* [TO DO]: Please count how many lines in the two blocks of listing below contain the string "front", with case counting, and give only that number.

=== DATASET ROWS ===

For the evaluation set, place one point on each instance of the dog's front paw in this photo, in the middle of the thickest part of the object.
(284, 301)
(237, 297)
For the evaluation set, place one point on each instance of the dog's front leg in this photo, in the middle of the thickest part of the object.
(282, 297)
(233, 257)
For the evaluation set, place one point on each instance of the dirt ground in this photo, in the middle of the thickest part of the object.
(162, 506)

===
=== DATASET ROWS ===

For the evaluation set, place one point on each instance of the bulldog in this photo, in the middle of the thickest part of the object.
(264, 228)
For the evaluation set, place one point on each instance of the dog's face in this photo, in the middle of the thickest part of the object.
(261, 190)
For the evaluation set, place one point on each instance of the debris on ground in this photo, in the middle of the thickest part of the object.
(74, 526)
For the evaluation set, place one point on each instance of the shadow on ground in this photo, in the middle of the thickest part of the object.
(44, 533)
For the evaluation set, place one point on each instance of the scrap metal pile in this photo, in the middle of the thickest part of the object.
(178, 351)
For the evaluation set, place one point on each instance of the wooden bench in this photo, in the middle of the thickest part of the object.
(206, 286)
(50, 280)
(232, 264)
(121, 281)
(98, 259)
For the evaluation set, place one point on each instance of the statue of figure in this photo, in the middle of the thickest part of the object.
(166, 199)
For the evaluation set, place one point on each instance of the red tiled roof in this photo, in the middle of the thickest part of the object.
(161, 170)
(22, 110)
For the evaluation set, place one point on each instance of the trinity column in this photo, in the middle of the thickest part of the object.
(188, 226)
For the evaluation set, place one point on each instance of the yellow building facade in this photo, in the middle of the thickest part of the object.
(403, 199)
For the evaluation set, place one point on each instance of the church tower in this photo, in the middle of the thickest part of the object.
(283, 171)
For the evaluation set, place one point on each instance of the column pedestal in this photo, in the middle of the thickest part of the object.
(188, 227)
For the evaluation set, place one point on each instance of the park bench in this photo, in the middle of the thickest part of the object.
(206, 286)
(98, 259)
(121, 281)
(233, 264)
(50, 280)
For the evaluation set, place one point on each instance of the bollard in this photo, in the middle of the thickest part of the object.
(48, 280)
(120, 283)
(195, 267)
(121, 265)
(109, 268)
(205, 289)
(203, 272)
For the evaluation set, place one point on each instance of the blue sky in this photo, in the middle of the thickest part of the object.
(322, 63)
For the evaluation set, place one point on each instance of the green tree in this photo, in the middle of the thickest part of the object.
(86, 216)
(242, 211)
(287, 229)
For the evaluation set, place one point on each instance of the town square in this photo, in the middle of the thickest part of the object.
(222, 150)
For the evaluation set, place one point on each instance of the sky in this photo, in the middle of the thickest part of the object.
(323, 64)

===

* [SOLVED EXERCISE]: 2